======== DATASET EXCERPTS

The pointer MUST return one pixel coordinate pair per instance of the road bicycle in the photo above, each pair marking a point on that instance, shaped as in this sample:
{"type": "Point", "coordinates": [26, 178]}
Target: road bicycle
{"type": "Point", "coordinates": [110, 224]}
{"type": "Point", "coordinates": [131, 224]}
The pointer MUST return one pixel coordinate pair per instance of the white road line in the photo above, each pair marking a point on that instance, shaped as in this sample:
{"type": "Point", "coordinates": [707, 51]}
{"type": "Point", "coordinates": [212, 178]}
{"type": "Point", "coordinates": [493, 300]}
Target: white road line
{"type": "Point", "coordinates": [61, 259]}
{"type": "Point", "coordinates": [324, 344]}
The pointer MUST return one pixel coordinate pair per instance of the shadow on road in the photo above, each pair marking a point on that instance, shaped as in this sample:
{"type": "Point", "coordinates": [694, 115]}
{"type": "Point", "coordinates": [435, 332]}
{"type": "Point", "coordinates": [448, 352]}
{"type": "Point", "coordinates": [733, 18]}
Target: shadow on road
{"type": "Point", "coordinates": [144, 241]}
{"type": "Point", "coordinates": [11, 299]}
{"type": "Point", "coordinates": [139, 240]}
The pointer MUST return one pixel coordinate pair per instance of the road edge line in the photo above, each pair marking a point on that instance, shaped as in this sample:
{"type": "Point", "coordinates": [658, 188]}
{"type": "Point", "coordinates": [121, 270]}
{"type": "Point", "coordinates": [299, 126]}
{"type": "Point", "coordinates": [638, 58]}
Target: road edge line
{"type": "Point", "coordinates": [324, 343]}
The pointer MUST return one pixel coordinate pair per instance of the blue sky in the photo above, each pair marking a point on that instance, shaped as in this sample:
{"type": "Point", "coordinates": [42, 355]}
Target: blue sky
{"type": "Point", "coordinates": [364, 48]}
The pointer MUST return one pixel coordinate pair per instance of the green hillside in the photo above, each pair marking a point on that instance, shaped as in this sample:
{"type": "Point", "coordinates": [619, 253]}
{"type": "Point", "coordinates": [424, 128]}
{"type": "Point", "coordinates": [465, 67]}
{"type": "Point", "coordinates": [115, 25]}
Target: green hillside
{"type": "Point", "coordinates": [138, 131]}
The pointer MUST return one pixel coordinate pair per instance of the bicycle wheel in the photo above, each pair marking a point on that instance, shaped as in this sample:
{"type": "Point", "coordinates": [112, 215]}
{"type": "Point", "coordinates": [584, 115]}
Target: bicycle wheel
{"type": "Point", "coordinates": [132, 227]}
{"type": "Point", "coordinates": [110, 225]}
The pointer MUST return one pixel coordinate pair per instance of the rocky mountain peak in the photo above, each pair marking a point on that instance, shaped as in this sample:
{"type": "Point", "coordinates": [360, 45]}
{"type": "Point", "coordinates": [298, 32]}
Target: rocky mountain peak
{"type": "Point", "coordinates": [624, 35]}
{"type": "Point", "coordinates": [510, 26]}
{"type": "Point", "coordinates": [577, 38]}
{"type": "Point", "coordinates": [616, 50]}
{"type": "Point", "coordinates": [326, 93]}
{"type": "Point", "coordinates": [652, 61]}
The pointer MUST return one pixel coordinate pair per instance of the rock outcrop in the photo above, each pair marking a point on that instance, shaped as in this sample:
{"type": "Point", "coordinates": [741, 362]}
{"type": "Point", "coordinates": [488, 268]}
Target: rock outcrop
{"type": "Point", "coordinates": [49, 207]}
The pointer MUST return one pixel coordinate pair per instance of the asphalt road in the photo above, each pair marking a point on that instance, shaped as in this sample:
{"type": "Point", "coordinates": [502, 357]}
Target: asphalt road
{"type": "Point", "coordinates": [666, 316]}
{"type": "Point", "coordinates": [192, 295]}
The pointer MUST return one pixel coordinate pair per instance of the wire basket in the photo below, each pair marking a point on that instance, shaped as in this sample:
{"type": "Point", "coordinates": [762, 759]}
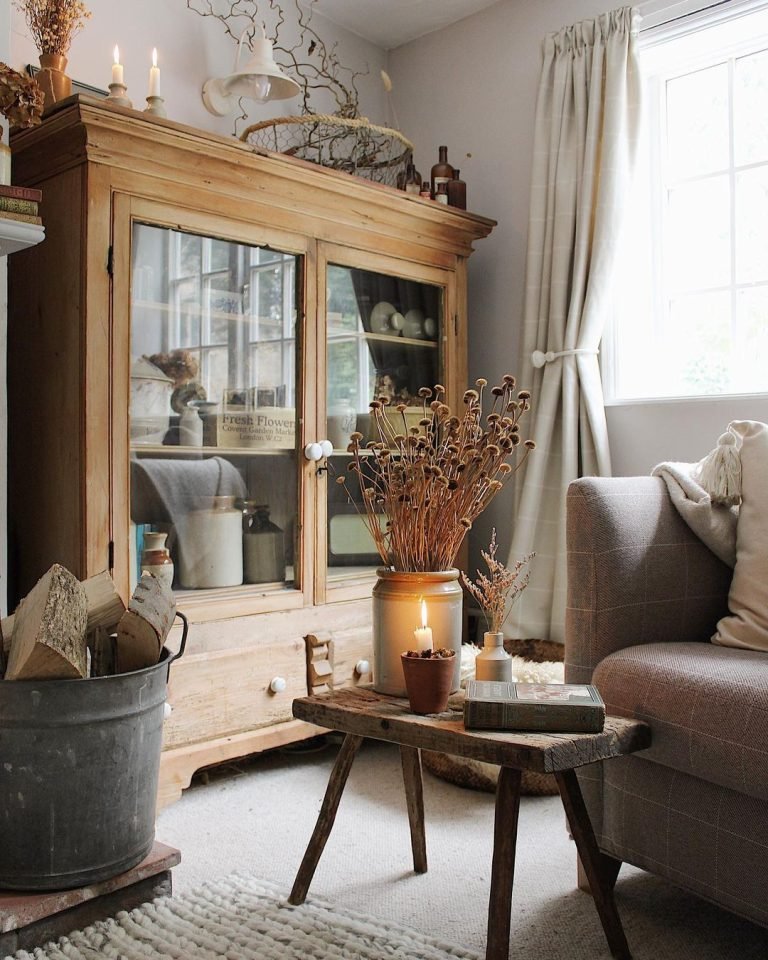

================

* [PROBLEM TO WORK ON]
Reproduce the records from the line containing "of the rocky" through the end of the records, requests included, with every point coordinate in the answers multiplied by 1.1 and rounded to whole numbers, halves up. Keep the requests and their sample coordinates unchanged, and omit the pictures.

* [SOLUTION]
The pointer MUST return one pixel coordinate pair per instance of the rocky mountain peak in the photo above, each pair marking a point on that instance, shaped as in this sample:
{"type": "Point", "coordinates": [360, 45]}
{"type": "Point", "coordinates": [298, 32]}
Target: rocky mountain peak
{"type": "Point", "coordinates": [686, 39]}
{"type": "Point", "coordinates": [561, 29]}
{"type": "Point", "coordinates": [635, 42]}
{"type": "Point", "coordinates": [678, 55]}
{"type": "Point", "coordinates": [359, 102]}
{"type": "Point", "coordinates": [717, 67]}
The pointer MUST return one pixel coordinate pair per instance of the rock outcrop in the photo above, each pair marking a point on that instance, shaped as in this sample:
{"type": "Point", "coordinates": [741, 362]}
{"type": "Point", "coordinates": [488, 268]}
Target: rock outcrop
{"type": "Point", "coordinates": [54, 228]}
The pointer MUST return one pixel coordinate pair per instance of the asphalt road in the photo above, each pair marking a point on that instance, shaped as in this sample:
{"type": "Point", "coordinates": [502, 357]}
Target: asphalt road
{"type": "Point", "coordinates": [733, 348]}
{"type": "Point", "coordinates": [211, 325]}
The pointer MUST return one pixel coordinate pair per instance of the wire basket in the photo below, each pair marking a point on that instance, shaped as in this sample:
{"type": "Point", "coordinates": [762, 759]}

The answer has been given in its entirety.